── MATERIAL FOR THIS EXERCISE ──

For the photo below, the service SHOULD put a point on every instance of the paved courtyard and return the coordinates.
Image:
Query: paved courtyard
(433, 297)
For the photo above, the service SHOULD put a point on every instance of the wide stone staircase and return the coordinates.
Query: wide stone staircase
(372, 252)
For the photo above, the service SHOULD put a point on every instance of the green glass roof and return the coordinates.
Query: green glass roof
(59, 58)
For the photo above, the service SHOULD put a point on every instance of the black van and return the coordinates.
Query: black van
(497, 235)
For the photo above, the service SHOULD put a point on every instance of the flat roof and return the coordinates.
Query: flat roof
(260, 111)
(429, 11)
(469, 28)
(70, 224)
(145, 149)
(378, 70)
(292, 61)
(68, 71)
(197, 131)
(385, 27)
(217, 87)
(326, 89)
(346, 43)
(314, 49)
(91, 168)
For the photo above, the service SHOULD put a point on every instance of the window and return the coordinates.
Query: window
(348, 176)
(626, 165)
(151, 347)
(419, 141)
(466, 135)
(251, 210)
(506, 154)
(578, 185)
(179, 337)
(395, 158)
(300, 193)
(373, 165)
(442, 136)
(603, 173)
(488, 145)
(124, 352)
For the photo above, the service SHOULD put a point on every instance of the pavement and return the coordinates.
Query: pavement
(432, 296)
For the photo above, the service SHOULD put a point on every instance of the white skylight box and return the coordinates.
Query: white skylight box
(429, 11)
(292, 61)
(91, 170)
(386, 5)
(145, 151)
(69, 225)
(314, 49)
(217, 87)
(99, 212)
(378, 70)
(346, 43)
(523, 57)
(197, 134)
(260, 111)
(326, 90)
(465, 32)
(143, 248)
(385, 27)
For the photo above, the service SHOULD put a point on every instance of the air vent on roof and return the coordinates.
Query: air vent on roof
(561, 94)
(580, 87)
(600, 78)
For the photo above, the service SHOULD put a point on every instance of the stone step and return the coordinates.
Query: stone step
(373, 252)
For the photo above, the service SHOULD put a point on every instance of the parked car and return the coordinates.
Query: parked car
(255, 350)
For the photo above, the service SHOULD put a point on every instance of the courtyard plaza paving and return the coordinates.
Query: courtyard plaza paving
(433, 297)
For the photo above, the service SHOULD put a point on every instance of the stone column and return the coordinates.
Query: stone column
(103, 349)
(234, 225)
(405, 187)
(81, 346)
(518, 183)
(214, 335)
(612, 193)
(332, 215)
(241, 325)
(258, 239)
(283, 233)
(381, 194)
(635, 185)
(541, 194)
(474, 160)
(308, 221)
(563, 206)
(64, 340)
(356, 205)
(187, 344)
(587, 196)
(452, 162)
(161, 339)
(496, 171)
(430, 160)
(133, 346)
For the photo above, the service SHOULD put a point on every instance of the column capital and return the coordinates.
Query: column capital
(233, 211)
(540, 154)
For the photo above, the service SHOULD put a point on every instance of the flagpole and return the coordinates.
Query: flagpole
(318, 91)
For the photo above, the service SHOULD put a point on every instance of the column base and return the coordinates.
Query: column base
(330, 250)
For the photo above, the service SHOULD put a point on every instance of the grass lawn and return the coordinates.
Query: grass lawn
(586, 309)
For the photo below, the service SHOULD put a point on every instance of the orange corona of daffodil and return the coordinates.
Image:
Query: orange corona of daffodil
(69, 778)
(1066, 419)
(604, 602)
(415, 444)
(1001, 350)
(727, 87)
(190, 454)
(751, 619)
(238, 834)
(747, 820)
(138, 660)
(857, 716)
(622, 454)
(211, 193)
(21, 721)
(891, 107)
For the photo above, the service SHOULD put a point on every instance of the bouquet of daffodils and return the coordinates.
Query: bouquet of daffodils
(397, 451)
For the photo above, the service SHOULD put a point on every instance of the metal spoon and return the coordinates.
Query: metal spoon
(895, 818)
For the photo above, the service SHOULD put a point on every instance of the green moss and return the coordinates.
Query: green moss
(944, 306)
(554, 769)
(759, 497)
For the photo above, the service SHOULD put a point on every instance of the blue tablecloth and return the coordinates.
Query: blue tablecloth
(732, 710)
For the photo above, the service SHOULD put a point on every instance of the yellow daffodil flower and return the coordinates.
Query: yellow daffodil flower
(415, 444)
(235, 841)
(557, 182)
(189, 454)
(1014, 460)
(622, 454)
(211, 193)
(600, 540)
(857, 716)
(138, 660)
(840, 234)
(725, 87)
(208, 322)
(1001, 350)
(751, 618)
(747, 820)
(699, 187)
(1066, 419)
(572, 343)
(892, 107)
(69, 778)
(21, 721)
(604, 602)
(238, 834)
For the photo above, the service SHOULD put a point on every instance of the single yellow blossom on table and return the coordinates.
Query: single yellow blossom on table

───

## GOAL OF THE EXERCISE
Please extract every one of the rows above and reproduce them unchanged, in the same order.

## RIGHT ANSWER
For the photo below, the service SHOULD put a point on every instance of the paved courtyard and return the coordinates.
Image:
Query: paved courtyard
(433, 297)
For the photo above, the service SHOULD put a point on every instance of the wide stone staircase and return the coordinates.
Query: wide stone staircase
(372, 252)
For the photo above, the service SHOULD put a point on every instance of the green glass roof and return the coordinates.
Query: green glass roof
(59, 58)
For the photo above, the service SHOULD put a point on every instance of the black van and return the coordinates.
Query: black van
(497, 235)
For the photo above, the service SHOULD put a point on every instance of the flat roof and return the coordinates.
Query: flat roof
(260, 111)
(429, 11)
(469, 28)
(70, 224)
(145, 149)
(378, 70)
(292, 61)
(68, 71)
(197, 131)
(385, 27)
(217, 87)
(326, 89)
(346, 43)
(314, 49)
(91, 168)
For the photo above, the service SHOULD put a point on every instance of the window and return the coordinates.
Query: window
(348, 176)
(626, 165)
(151, 347)
(419, 141)
(466, 135)
(251, 210)
(506, 154)
(578, 185)
(179, 337)
(395, 158)
(300, 193)
(373, 165)
(442, 136)
(603, 173)
(488, 145)
(124, 352)
For the photo above, the service SHOULD put a point on every instance of the pavement and return the coordinates.
Query: pavement
(432, 296)
For the photo above, the service SHOULD put a point on every instance of the white skylight box and return the coordinates.
Query: white skylight box
(429, 11)
(292, 61)
(91, 170)
(386, 5)
(145, 151)
(69, 225)
(314, 49)
(217, 87)
(99, 212)
(378, 70)
(346, 43)
(523, 57)
(197, 134)
(260, 111)
(326, 90)
(465, 32)
(143, 248)
(385, 27)
For the photo above, the service SHOULD put a point on every instance of the air vent on roof and return the coordinates.
Query: air vent on roof
(561, 94)
(580, 87)
(600, 78)
For the photo above, the service SHOULD put a point on every instance of the stone step and return the coordinates.
Query: stone step
(373, 252)
For the photo above, the service SHOULD put a point on every instance of the parked car and return the coordinates.
Query: parked car
(255, 350)
For the photo above, the service SHOULD put a point on every instance of the courtyard plaza paving and return the coordinates.
Query: courtyard plaza paving
(433, 297)
For the photo above, the service SHOULD put a point on every instance of the stone column and return the coordinates.
Query: stone column
(103, 349)
(234, 225)
(405, 187)
(81, 346)
(518, 183)
(214, 335)
(612, 193)
(332, 215)
(241, 325)
(258, 239)
(283, 233)
(381, 194)
(635, 185)
(541, 194)
(474, 160)
(308, 221)
(563, 206)
(64, 340)
(356, 205)
(187, 344)
(587, 196)
(452, 162)
(161, 339)
(496, 171)
(430, 160)
(133, 346)
For the photo above, the service SHOULD put a point on every instance of the column capital and return the coordinates.
Query: column capital
(233, 211)
(540, 154)
For the photo above, the service SHOULD put a point on every instance of the flagpole and return the coordinates.
Query: flagpole
(318, 91)
For the photo above, the service SHOULD put a point on every instance of the column base and return the coordinates.
Query: column base
(330, 250)
For the photo above, the service SHOULD put a point on every instance of the grass lawn and return the coordinates.
Query: grass lawn
(586, 309)
For the photo below, the service SHOULD put a point on every instance of the orange corona of daffodil and return the coordinates.
Image:
Query: orange corona of daffodil
(69, 778)
(1066, 419)
(604, 602)
(415, 444)
(1001, 350)
(727, 87)
(190, 454)
(751, 619)
(238, 834)
(747, 820)
(138, 660)
(857, 716)
(622, 454)
(211, 193)
(21, 721)
(891, 107)
For the photo above, the service SHOULD put a point on every instance of the bouquet of daffodils and return the coordinates.
Query: bouquet of daffodils
(397, 451)
For the photo above, the service SHOULD put a point on every instance of the metal spoon and return the coordinates.
Query: metal spoon
(895, 818)
For the photo above, the service SHOULD put a point on every instance of the green moss and return the coordinates.
Query: green moss
(944, 306)
(554, 769)
(759, 497)
For the photo above, the service SHOULD put a point on every instance of the blue tablecloth and return the coordinates.
Query: blue tablecloth
(732, 710)
For the photo above, the service SHOULD put a point on every instance of the yellow daffodil flower and return the coordinates.
Query: yellow daffodil flower
(415, 444)
(235, 841)
(557, 182)
(189, 454)
(1014, 460)
(622, 454)
(211, 193)
(600, 540)
(857, 716)
(138, 660)
(840, 234)
(725, 87)
(208, 322)
(1001, 350)
(751, 618)
(747, 820)
(699, 187)
(1066, 419)
(572, 343)
(892, 107)
(69, 778)
(21, 721)
(604, 602)
(238, 834)
For the photo above, the service SHOULD put a point on every instance of the single yellow blossom on table and return the coordinates.
Query: single yellow blossom on table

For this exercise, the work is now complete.